**DATA FOR PROCESSING**
►
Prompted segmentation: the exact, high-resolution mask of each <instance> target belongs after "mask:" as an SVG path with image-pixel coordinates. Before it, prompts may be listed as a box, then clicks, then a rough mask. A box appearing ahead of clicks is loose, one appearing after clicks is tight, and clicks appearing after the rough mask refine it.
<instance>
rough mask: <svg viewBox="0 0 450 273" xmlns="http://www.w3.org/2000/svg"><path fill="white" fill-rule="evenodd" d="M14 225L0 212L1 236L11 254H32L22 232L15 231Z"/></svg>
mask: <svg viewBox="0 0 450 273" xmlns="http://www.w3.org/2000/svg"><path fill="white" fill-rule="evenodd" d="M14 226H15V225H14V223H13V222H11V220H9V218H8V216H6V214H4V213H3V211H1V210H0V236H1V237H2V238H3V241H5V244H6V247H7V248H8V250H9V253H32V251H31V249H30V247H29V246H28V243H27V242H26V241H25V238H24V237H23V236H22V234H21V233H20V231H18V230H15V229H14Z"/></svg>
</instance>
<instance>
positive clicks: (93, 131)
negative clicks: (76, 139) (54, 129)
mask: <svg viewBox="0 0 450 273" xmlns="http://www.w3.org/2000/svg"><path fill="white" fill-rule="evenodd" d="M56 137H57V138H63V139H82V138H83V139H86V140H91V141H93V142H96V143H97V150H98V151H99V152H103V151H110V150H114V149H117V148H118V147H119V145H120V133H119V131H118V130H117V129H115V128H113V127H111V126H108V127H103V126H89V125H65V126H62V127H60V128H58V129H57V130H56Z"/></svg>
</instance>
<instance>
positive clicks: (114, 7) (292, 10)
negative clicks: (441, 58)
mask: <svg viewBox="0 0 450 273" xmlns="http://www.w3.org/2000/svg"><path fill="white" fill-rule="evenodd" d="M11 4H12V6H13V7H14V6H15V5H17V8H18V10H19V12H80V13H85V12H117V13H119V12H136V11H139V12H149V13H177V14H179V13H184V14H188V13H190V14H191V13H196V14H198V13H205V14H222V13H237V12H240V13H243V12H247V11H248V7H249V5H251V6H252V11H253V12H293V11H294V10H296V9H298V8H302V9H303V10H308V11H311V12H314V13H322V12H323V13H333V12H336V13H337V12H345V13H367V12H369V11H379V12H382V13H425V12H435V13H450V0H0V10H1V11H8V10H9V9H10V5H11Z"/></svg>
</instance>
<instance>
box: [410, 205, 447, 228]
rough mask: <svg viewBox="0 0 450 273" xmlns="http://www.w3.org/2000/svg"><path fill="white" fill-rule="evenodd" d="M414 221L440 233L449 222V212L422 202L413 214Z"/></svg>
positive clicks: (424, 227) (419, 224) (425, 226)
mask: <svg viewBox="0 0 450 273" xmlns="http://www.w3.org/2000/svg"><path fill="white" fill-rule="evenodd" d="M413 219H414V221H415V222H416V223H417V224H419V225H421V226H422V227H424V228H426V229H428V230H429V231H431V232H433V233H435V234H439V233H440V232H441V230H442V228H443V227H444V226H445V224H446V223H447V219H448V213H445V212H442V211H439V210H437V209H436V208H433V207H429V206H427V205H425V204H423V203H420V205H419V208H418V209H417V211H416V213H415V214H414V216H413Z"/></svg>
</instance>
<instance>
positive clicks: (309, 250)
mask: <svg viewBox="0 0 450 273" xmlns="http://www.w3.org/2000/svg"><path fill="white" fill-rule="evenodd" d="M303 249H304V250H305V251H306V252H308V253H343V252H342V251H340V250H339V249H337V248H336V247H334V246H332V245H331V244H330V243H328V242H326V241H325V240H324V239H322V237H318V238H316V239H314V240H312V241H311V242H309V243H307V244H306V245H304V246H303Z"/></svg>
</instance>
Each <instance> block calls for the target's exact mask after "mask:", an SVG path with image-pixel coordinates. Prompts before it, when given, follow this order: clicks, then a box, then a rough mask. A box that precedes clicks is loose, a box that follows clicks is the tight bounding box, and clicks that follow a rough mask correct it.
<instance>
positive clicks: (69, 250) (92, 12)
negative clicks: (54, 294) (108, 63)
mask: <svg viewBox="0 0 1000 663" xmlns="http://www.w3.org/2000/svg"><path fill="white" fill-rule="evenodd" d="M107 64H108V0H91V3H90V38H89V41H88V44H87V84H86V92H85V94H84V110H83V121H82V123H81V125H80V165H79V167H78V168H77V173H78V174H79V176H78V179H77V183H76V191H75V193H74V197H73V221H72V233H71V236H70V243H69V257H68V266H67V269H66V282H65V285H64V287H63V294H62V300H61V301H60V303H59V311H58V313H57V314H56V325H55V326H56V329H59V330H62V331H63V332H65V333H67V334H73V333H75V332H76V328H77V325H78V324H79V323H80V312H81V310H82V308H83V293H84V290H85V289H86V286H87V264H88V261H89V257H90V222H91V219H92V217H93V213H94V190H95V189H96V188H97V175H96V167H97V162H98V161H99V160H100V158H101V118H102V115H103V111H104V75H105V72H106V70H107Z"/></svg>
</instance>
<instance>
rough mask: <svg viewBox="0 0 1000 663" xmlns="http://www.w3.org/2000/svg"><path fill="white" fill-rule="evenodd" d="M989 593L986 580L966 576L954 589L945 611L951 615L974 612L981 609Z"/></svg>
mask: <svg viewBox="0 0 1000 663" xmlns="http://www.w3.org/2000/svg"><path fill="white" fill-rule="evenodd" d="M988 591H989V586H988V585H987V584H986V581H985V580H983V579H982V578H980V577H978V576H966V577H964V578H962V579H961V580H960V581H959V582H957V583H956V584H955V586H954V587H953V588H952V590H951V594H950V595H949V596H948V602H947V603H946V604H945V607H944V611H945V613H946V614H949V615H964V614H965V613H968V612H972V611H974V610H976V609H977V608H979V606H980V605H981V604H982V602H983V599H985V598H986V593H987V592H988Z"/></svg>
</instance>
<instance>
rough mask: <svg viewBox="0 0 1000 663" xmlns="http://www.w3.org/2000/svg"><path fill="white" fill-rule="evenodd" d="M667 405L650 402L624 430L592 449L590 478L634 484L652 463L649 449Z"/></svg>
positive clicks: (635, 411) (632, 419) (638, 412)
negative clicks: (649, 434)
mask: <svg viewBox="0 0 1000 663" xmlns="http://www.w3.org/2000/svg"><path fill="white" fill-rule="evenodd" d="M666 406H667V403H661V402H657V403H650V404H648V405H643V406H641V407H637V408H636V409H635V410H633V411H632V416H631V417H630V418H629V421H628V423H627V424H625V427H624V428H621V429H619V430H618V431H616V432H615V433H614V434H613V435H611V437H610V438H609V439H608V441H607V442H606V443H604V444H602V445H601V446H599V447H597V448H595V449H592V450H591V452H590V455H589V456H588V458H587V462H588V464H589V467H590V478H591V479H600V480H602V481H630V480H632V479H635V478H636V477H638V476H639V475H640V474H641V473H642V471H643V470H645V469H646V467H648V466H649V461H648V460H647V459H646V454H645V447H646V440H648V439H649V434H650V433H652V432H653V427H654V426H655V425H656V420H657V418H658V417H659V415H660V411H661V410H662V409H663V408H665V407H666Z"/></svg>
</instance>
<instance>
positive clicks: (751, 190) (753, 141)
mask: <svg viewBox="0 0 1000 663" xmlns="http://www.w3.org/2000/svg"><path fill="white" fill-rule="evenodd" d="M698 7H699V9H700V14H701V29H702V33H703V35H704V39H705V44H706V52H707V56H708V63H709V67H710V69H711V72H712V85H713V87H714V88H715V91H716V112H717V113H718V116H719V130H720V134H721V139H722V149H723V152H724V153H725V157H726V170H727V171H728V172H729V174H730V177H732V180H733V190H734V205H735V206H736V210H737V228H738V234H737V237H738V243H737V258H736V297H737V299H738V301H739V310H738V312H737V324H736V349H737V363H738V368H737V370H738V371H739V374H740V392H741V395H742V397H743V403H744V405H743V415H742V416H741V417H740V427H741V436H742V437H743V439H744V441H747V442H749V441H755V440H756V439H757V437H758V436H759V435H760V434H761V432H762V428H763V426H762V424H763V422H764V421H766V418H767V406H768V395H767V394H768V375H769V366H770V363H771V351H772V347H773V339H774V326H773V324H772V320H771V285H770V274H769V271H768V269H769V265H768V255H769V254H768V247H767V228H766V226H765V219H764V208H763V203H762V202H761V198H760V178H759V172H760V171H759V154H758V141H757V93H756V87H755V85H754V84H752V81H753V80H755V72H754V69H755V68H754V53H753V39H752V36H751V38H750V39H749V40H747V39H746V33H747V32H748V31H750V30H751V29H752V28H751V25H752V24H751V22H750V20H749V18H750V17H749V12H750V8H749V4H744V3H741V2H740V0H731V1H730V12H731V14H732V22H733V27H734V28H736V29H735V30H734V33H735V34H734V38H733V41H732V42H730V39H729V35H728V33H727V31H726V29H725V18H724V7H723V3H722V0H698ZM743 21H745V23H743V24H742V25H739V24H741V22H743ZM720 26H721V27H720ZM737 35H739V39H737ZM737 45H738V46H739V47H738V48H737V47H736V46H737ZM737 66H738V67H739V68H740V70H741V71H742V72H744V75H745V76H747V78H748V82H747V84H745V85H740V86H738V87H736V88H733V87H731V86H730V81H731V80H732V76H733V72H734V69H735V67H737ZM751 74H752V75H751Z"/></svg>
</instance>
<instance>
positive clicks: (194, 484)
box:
◄
Starting at the beginning of the items and ending with the line that contains "225L0 212L1 236L11", format those lines as a numbered list, omitting any blank lines.

**COMPLETED TASK**
1. Prompted segmentation: the exact, high-resolution mask of each <instance> target belongs after "mask:" as an SVG path with image-pixel coordinates. Before it, prompts may be listed as a box, then clicks, then a rough mask. A box appearing ahead of clicks is loose, one appearing after clicks is tight, and clicks appearing after the rough mask refine it.
2. <instance>
3. rough mask: <svg viewBox="0 0 450 273" xmlns="http://www.w3.org/2000/svg"><path fill="white" fill-rule="evenodd" d="M14 225L0 212L1 236L11 254H32L22 232L15 231Z"/></svg>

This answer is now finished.